+++ SUPPLIED RECORDS +++

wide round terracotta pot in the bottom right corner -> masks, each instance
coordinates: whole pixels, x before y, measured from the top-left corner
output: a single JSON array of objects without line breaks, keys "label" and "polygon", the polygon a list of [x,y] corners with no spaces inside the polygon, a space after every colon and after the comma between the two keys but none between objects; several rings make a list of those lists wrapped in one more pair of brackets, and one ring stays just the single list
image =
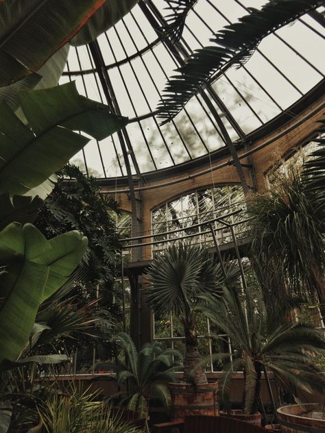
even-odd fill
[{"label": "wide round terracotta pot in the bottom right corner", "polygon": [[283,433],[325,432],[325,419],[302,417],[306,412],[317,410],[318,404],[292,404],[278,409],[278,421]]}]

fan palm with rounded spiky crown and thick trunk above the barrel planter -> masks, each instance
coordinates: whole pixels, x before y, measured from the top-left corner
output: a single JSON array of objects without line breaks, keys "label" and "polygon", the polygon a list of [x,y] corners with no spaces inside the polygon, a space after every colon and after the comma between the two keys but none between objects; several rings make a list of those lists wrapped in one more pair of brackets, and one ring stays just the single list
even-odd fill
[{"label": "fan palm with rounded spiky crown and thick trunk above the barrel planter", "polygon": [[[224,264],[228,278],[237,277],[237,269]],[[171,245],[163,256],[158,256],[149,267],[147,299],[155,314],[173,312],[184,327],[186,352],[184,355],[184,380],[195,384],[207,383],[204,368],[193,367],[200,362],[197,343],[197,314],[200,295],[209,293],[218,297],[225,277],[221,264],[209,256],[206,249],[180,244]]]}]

+++
+++ SUPPLIED RECORDS +++

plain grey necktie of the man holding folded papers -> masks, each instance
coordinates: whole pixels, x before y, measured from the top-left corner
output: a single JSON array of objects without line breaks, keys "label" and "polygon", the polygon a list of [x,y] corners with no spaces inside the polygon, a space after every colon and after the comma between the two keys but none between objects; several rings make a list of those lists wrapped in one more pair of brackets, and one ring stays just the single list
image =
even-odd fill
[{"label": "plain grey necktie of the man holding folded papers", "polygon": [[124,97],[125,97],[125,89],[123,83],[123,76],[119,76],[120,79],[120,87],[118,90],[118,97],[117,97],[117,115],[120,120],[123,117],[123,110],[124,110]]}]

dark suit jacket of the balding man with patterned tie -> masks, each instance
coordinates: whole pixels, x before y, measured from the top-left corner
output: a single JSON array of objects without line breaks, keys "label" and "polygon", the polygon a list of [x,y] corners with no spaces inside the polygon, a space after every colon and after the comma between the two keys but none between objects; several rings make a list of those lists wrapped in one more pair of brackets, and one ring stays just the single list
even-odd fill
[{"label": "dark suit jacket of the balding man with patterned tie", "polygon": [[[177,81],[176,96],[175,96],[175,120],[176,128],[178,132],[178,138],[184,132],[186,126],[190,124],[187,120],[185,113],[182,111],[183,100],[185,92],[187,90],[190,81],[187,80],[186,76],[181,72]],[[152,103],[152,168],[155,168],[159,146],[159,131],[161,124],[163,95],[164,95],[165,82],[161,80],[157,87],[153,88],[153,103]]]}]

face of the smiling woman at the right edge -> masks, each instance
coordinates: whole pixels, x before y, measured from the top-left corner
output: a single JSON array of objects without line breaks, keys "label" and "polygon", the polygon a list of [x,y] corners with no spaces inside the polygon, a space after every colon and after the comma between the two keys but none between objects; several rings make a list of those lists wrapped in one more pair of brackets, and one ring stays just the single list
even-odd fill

+++

Check each line of the records for the string "instance" and copy those that have it.

wide round terracotta pot in the bottom right corner -> masks, each instance
fan palm with rounded spiky crown and thick trunk above the barrel planter -> masks, each instance
plain grey necktie of the man holding folded papers -> masks, each instance
dark suit jacket of the balding man with patterned tie -> masks, each instance
face of the smiling woman at the right edge -> masks, each instance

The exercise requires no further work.